Infinitely long formulas

Solution 1:

It's not that you can't, it's just that the standard definition of predicate logic requires formulas (and proofs) to have finite length.

There are infinitary logics where you can have infinite conjunctions and disjunctions, or infinitely many quantifiers. And that all works out fine. But once you move from the "finite realm", set theory starts playing a much more significant role. Which makes things far more complicated (for example, the compactness and completeness theorems no longer hold in general).

Solution 2:

In a comment to Asaf you write,

Take the inductive definition of formula-hood in plato.stanford.edu/entries/logic-classical. Where does it state or imply that a formula may only be finite? Nowhere seemingly. Or it must be implicit in something that I am not seeing.

Finiteness is implicit there - in the precise meaning of "inductive definition!"

The inductive definition basically says, "The set $Form$ is the smallest set containing [stuff] and closed under [operations]." (Another way this is phrased is in three clauses, with the last being "and nothing is in $Form$ if it is not required to be by the previous clauses, but this is less precise.) A formula is then an element of $Form$.

The point is that since these operations and starting formulas are finitary, we never get infinitely long expressions in $Form$. Specifically, what you need to convince yourself of is:

The class of finitely long formulas satisfies the closure properties in the definition.

This exactly says that nothing else is a formula. And the fact that this closure holds is because the "basic operations" of formula-forming are finitary.


It might help to consider a simpler inductive definition first: $\mathbb{N}$ is the smallest set containing $0$ and closed under $a\mapsto a+1$. Now there's nothing in this definition explicitly excluding $\pi$ from being a natural number ... except for that word "smallest." This is the essence of inductive definability.

Solution 3:

Just because you can indefinitely disjunct yet another term to your ever-growing disjunction does not mean that you ever reach an infinitely long disjunction, just as much as you never get to an infinite number just by adding $1$ to an ever-growing number.

Indeed, by induction over the recursive ddefinition of expressions you can easily prove that every statement has to be of finite length:

Base: every atomic statement like $A$ or $B$ is of finite length

Step: if $\varphi$ and $\psi$ are of finite length, then $\varphi \lor \psi$ is of finite length as well (and same for the other operators)

Region labeling records
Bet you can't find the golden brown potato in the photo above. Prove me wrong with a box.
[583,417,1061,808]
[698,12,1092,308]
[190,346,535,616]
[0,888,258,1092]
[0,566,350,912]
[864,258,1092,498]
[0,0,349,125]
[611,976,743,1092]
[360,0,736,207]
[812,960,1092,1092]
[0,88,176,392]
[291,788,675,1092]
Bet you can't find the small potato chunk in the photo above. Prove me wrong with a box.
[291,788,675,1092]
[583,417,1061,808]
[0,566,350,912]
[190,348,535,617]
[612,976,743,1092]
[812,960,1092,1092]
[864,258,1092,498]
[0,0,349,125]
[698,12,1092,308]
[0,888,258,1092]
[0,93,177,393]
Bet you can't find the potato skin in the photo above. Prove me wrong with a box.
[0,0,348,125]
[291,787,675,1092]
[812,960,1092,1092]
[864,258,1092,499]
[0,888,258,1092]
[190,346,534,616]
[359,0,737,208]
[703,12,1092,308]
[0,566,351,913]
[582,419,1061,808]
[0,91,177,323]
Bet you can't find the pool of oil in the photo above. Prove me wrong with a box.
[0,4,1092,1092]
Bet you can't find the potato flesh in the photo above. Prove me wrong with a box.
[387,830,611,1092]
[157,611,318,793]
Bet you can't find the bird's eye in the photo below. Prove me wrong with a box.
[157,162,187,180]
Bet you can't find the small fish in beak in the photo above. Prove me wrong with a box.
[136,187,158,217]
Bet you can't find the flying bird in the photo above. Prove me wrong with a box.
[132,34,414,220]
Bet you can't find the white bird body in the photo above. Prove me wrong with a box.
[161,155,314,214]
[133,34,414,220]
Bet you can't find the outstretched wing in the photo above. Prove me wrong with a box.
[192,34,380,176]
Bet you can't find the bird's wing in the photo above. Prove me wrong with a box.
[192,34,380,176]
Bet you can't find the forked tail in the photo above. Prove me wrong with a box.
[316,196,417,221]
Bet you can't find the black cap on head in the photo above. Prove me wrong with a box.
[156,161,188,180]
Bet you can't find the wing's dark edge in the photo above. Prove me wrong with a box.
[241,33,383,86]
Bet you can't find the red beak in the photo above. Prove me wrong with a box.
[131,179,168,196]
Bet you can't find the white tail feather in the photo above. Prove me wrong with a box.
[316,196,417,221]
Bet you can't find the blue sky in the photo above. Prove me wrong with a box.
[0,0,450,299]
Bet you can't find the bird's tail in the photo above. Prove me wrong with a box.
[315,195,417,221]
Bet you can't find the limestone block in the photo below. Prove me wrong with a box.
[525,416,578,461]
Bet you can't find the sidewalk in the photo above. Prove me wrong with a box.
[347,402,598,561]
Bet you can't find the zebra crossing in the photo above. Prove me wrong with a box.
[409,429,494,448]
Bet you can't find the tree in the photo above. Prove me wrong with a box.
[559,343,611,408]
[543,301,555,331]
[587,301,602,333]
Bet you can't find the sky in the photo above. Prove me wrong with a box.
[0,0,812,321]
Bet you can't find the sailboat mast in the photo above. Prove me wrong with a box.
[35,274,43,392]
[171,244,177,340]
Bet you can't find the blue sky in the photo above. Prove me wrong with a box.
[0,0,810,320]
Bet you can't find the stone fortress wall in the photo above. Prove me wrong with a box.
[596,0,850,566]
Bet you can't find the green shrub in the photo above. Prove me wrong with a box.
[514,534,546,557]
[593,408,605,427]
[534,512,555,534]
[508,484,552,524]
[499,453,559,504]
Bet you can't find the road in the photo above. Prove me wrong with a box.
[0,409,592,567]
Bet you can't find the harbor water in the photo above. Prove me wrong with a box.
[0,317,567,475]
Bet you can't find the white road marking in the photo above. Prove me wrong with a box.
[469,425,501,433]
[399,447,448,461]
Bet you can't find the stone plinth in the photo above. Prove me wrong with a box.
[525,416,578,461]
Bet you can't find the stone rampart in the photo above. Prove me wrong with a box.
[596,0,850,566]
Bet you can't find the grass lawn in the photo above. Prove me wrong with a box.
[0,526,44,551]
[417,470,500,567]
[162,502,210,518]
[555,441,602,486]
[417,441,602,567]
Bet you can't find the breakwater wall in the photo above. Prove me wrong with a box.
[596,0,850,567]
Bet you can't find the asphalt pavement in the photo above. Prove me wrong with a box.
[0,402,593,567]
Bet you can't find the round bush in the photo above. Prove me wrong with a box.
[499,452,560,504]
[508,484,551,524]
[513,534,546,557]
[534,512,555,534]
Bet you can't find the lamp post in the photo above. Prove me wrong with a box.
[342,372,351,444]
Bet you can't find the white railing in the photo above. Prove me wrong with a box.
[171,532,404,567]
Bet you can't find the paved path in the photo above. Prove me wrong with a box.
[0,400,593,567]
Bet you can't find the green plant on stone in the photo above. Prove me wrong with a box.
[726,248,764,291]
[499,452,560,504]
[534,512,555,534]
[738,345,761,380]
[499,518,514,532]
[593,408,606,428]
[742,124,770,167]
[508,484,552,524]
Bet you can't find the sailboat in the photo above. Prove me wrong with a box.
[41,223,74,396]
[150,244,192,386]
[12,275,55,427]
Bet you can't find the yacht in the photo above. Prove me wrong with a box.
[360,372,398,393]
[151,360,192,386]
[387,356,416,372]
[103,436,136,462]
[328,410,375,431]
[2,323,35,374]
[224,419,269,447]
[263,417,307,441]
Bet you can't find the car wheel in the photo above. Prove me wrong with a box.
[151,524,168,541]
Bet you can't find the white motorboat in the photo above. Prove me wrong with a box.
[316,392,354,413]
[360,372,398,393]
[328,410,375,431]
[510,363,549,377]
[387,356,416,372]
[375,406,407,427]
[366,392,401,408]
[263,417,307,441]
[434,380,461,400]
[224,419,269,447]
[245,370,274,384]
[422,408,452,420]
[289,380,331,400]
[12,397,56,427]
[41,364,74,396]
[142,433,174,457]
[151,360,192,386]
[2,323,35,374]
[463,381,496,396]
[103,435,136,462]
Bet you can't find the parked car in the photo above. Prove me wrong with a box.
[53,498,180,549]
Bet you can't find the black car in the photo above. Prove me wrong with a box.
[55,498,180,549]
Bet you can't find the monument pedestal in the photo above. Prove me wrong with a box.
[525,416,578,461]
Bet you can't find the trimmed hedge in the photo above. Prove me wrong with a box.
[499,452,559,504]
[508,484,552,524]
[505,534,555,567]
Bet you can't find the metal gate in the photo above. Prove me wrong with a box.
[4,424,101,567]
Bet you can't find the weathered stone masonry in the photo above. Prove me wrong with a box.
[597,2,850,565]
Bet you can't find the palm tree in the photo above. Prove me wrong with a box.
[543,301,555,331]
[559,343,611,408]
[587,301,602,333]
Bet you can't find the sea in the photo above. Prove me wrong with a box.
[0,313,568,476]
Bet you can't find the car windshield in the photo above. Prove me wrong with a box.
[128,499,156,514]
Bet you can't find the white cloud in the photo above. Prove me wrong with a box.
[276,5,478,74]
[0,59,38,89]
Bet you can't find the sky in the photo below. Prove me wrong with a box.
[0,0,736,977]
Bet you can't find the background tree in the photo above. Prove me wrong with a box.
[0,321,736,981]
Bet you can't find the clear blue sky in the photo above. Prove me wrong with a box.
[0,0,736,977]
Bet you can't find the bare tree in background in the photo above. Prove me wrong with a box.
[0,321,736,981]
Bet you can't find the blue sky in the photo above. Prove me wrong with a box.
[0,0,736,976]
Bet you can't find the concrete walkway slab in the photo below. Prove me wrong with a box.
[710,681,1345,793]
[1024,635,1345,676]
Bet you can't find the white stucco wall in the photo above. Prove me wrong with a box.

WRITTEN INSTRUCTION:
Copy out the thread on infinitely long formulas, beginning at the words "This exactly says" and stopping after "of inductive definability.", but change "smallest" to "least".

TASK RESPONSE:
This exactly says that nothing else is a formula. And the fact that this closure holds is because the "basic operations" of formula-forming are finitary.


It might help to consider a simpler inductive definition first: $\mathbb{N}$ is the least set containing $0$ and closed under $a\mapsto a+1$. Now there's nothing in this definition explicitly excluding $\pi$ from being a natural number ... except for that word "least." This is the essence of inductive definability.